EXERCISE DESCRIPTION:
Write out the stretch of lines below that begins at the line with "Target: white curtain backdrop" and ends at the line with "Each instance of the front tire", including both, exactly as given and nothing more.

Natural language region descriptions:
____

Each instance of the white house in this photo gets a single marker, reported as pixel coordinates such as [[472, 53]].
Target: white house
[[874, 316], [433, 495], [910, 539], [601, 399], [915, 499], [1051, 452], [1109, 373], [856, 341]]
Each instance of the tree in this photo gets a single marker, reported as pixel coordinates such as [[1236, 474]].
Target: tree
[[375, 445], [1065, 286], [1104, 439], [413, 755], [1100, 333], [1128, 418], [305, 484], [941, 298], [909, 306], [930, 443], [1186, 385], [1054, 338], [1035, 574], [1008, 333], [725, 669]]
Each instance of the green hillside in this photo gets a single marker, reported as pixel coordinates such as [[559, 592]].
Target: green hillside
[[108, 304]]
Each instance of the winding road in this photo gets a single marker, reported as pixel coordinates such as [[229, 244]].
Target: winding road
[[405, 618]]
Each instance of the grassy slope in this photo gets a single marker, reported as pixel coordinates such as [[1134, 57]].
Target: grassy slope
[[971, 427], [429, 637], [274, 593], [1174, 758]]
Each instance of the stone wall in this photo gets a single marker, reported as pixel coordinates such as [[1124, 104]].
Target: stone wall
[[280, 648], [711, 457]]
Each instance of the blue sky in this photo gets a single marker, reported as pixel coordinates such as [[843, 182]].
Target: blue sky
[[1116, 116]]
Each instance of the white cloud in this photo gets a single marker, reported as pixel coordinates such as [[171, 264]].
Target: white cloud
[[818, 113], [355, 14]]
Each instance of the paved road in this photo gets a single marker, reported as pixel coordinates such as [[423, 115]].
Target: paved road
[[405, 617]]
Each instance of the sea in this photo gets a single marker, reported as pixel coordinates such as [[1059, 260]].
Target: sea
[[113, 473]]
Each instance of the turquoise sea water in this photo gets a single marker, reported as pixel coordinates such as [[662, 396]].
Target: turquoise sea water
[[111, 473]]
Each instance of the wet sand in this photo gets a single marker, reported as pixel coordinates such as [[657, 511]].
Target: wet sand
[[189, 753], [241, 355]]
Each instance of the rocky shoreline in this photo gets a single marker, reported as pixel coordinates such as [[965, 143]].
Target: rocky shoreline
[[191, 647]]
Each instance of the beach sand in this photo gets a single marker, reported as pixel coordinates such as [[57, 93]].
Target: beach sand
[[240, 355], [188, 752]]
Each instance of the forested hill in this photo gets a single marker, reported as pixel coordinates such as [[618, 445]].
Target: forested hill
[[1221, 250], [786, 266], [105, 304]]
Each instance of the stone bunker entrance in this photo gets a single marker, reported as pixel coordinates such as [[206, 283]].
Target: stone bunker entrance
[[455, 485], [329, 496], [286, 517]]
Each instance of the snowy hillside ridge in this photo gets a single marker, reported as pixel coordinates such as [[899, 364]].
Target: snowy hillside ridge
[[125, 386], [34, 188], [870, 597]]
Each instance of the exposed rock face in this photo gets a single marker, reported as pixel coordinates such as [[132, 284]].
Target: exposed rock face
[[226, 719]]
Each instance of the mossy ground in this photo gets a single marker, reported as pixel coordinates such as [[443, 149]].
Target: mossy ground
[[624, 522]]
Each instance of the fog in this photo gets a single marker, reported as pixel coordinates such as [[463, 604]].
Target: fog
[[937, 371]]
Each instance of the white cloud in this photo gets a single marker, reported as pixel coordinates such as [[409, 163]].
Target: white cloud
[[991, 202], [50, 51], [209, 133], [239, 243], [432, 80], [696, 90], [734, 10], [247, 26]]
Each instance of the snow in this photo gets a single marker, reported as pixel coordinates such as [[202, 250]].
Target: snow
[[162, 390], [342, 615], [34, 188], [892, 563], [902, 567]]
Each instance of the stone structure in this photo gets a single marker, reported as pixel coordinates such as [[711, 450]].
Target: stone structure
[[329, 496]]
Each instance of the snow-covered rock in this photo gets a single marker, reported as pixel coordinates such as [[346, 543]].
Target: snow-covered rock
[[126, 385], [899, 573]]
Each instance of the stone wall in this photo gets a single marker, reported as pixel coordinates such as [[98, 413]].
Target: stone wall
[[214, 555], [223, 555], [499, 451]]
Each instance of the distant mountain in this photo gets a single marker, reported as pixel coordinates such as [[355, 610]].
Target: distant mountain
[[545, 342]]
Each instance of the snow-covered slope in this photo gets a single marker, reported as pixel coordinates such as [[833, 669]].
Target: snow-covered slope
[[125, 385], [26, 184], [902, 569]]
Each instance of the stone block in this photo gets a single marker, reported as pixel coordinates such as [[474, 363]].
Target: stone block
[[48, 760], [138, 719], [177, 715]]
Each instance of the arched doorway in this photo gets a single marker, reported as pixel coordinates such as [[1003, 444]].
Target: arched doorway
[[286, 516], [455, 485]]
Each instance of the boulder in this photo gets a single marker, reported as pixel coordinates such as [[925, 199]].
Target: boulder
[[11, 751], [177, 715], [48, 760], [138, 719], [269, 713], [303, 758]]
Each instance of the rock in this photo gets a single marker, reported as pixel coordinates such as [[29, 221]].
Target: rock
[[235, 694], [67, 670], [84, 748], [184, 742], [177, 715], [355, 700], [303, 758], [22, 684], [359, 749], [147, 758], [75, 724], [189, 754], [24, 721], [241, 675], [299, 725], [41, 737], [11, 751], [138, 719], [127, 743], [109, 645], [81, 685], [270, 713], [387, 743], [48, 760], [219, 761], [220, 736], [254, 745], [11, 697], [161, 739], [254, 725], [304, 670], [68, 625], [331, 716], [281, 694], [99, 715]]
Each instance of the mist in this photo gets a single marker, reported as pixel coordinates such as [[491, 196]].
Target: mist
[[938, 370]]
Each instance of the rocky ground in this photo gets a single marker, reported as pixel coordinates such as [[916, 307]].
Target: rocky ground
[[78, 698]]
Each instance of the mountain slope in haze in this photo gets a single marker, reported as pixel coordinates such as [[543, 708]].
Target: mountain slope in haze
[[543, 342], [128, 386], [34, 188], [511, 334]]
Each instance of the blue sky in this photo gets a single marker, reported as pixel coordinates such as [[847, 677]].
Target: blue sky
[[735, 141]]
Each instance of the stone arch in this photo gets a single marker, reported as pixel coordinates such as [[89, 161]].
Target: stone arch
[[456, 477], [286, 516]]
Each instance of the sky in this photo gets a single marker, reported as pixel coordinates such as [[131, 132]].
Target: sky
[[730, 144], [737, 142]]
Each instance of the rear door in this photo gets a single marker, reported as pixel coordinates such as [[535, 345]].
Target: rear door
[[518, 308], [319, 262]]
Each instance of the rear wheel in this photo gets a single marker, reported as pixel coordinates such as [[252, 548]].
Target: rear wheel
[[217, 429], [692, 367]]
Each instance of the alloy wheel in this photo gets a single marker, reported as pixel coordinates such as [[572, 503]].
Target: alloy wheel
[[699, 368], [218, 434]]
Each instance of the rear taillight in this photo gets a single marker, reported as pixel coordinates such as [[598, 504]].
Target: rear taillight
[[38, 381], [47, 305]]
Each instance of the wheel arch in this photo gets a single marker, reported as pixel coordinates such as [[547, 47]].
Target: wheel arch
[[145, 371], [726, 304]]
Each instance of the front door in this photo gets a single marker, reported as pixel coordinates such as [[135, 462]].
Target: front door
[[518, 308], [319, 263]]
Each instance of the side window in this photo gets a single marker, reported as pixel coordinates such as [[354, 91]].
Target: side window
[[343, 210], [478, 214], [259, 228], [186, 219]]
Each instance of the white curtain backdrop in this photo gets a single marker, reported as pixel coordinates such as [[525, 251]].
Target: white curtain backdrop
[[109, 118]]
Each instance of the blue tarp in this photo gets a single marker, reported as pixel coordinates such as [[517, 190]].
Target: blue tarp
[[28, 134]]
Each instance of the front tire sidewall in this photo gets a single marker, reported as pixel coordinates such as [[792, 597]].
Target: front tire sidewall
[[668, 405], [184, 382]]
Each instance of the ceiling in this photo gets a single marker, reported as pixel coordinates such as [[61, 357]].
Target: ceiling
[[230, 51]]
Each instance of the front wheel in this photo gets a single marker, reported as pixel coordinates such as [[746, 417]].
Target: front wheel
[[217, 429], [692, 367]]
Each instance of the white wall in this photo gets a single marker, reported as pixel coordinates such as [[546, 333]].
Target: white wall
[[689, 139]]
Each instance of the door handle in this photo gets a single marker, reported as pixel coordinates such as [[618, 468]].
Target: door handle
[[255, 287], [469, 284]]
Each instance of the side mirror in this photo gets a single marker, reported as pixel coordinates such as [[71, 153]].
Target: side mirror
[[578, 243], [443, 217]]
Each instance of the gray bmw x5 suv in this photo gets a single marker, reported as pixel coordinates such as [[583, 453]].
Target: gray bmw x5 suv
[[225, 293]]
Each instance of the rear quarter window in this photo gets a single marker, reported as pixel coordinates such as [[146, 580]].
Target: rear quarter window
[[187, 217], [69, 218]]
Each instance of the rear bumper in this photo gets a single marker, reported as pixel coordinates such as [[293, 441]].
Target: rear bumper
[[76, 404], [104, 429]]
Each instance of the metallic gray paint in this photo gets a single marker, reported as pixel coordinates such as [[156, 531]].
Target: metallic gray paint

____

OUTPUT OF THE EXERCISE:
Target: white curtain backdrop
[[109, 118]]
Each instance of the blue tarp in this photo gets a single marker, reported as pixel coordinates such as [[517, 190]].
Target: blue tarp
[[28, 134]]
Each instance of the front tire sidewall in this photo gets a single marker, reported as pixel coordinates such as [[792, 597]].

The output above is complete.